In the construction of a helicopter as a vibrating device, another of the many problems is the surface tension dispersing along the fuselage of the helicopter, which is often proportional to the vibration amplitudes. Amplitudes of vibrational displacements can be used to estimate stresses in the structural materials of antenna systems, considering their stiffness [2,3,14,15].

In the general case, these vibrations can be expressed in a Fourier series as a sum of harmonic oscillations with frequencies that are multiples of the fundamental found frequency, which depends on the parameters of the helicopter—the number of rotor blades, and the number of the helicopter engines (Equation (7)) [9,10].

$$S=\sum _{i=1}^{\infty }{S}_{ai}\mathrm{c}\mathrm{o}\mathrm{s}(\overline{\omega }t+{\beta }_i)$$

(7)

where

S is the vibrational shift;

S_ai is the amplitude of the vibrational shift from the i-th system of the helicopter, causing the vibration;

β_i is the phase shift angle of the i-th harmonic component;

$\overline{\omega }$ is the angular frequency of the vibrations;

t is the time.

### Bounding box annotation listing
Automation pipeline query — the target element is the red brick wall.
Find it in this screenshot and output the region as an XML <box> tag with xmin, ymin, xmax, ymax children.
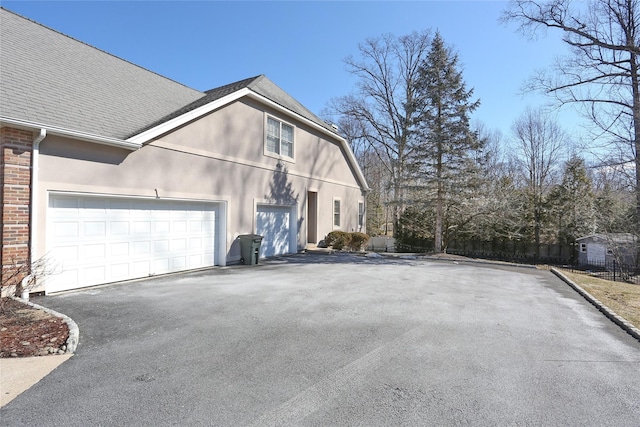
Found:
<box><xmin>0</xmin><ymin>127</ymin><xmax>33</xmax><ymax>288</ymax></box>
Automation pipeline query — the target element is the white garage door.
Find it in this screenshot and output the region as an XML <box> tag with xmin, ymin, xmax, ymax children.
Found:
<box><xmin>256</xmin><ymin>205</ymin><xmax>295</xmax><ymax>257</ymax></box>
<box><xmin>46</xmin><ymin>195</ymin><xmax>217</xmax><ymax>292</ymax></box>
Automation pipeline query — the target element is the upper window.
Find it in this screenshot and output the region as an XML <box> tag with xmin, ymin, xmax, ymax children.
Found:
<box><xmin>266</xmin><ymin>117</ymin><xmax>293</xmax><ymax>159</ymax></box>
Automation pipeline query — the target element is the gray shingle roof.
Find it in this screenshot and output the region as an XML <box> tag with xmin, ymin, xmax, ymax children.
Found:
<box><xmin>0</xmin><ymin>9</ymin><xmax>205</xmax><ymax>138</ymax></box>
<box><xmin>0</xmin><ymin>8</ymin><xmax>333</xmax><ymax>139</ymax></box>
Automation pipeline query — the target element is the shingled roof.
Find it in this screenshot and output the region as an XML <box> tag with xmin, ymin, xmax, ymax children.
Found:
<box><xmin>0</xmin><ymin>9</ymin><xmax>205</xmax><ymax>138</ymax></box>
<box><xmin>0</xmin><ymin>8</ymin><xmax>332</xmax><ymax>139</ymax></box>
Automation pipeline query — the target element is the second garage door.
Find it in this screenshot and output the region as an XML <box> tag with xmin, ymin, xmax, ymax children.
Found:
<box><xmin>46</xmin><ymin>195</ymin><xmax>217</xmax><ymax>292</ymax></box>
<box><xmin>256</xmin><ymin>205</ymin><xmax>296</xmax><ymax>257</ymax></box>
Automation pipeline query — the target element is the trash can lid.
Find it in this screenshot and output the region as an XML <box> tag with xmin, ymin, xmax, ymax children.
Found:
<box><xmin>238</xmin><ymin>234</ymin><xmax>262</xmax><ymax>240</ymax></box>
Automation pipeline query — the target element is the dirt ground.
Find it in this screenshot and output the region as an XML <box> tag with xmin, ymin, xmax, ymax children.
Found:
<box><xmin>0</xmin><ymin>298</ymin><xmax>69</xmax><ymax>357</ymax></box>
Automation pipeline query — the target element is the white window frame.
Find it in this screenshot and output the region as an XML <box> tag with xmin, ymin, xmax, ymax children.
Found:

* * *

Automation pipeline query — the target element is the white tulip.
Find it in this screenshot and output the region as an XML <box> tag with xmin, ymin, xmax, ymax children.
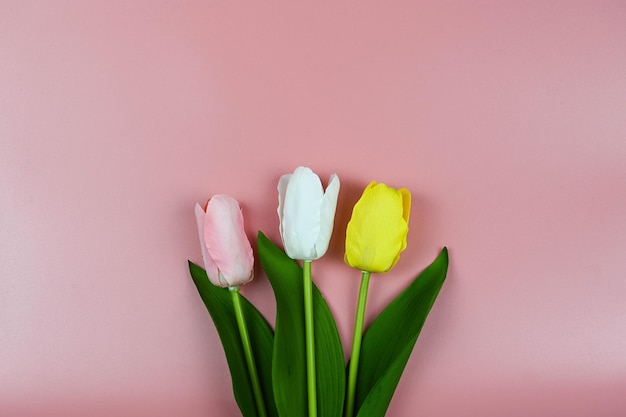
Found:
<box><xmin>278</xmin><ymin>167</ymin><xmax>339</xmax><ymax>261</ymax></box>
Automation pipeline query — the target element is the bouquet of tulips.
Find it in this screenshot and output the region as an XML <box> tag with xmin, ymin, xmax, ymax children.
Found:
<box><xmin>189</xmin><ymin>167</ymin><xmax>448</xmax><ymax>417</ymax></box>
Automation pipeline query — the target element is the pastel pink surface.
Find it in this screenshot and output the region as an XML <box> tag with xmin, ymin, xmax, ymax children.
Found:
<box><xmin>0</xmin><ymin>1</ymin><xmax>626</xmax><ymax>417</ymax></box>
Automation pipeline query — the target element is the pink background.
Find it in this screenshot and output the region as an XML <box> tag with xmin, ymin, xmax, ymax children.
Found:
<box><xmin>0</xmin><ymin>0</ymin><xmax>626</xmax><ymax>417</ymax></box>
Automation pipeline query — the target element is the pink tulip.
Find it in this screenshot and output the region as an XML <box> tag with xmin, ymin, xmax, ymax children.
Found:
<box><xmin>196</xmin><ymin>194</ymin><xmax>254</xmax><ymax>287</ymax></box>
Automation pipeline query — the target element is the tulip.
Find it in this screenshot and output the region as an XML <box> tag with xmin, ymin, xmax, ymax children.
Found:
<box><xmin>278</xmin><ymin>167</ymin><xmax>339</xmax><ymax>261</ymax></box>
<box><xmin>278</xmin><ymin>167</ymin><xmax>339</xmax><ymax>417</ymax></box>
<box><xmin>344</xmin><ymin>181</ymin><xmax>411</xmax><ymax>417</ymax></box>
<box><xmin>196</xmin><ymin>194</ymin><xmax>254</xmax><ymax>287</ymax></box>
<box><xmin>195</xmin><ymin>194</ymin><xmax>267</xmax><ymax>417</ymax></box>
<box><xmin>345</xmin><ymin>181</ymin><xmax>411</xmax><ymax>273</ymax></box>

---

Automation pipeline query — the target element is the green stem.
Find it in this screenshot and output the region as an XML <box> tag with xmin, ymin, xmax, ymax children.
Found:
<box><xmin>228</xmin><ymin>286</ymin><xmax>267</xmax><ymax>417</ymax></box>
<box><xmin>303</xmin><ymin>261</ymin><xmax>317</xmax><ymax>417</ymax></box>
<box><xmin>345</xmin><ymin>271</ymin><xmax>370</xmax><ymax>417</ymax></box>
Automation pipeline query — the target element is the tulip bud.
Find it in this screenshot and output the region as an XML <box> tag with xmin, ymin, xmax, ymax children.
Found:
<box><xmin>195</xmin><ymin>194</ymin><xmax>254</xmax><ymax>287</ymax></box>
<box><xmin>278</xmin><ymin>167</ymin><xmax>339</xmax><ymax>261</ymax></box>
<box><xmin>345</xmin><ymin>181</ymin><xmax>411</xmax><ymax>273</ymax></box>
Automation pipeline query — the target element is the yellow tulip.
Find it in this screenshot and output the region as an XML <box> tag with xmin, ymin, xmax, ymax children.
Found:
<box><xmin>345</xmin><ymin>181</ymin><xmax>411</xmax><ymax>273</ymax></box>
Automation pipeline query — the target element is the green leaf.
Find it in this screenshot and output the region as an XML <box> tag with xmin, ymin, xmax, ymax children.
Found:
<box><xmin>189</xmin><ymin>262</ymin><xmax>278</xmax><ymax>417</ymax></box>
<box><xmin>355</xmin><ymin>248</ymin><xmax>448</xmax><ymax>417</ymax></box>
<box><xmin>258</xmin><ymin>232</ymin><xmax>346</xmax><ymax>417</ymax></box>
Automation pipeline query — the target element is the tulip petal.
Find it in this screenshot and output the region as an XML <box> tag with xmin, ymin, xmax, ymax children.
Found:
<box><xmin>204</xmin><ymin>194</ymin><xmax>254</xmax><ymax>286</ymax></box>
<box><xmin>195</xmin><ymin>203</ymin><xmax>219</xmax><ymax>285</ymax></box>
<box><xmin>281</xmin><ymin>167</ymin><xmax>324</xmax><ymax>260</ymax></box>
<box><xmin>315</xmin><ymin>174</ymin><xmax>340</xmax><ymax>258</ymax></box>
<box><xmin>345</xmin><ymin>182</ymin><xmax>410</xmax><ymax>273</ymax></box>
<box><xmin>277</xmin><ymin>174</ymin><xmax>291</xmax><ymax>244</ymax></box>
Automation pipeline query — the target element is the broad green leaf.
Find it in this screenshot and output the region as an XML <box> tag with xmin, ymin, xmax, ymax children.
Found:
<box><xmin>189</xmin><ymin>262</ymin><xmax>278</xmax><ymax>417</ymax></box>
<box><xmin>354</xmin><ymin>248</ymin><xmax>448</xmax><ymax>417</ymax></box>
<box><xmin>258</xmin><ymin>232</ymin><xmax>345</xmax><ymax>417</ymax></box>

### Stated problem 1
Quote, word for word, the part of the helicopter vibration passage that opens with the words containing "In the general" and closes with "(Equation (7)) [9,10].".
### Stated problem 2
Extend the helicopter vibration passage, starting right after its last sentence.
The listing is separate material, apart from the helicopter vibration passage.

### Task output 1
In the general case, these vibrations can be expressed in a Fourier series as a sum of harmonic oscillations with frequencies that are multiples of the fundamental found frequency, which depends on the parameters of the helicopter—the number of rotor blades, and the number of the helicopter engines (Equation (7)) [9,10].

### Task output 2
Creating a realistic idea of poly-harmonic oscillations is necessary to know the vibration displacement amplitude, angular frequency and phase displacement angle for each of the vibration components from the systems producing the vibrations on the helicopter. Many difficulties and design failures can be avoided by identifying and quantifying the two main parameters—the amplitude and frequency of vibration displacement on the helicopter. It goes without saying that only mechanically and structurally approved and undamaged components (in our case, tested antenna elements), correctly and appropriately placed on the surface of the helicopter, are taken into account during the analysis [2,3,14,15].

However, during the operation of the helicopter, due to manufacturing and installation errors (for example, the weight imbalance of the rotor blades, aerodynamic difference of the rotor blades, and uneven rotation of the rotors), the discrete lines of the spectrum of polyharmonic oscillations are detuned. As a result, the real spectrum is not linear but quasi-poly-harmonic, which is described by the following Equation (8):

$$S\left(t\right)=\sum _{i=1}^n{S}_{ai}\left(t\right)\cos \left(i{\omega }_{1}t+{\beta }_i\left(t\right)\right)+S_{\xi }\left(t\right)$$

(8)

where

iω₁ is the average frequency of the narrowband vibration process of the systems of the helicopter, causing the vibration;

S_ai is the amplitude of the vibrational shift from the i-th system of the helicopter, causing the vibration;

β_i (t) is the random and slowly varying phase shift angle of the i-th harmonic component;

S_ξ (t) is the noise component of the vibration signal originating from the systems of the helicopter, causing the vibration.

In the case of the presented research and the solved hypothesis, the attention is focused primarily on difficulties and structural failures, and the breakage of the antenna elements of the radio communication systems of the helicopter (Figure 2), caused by vibrations.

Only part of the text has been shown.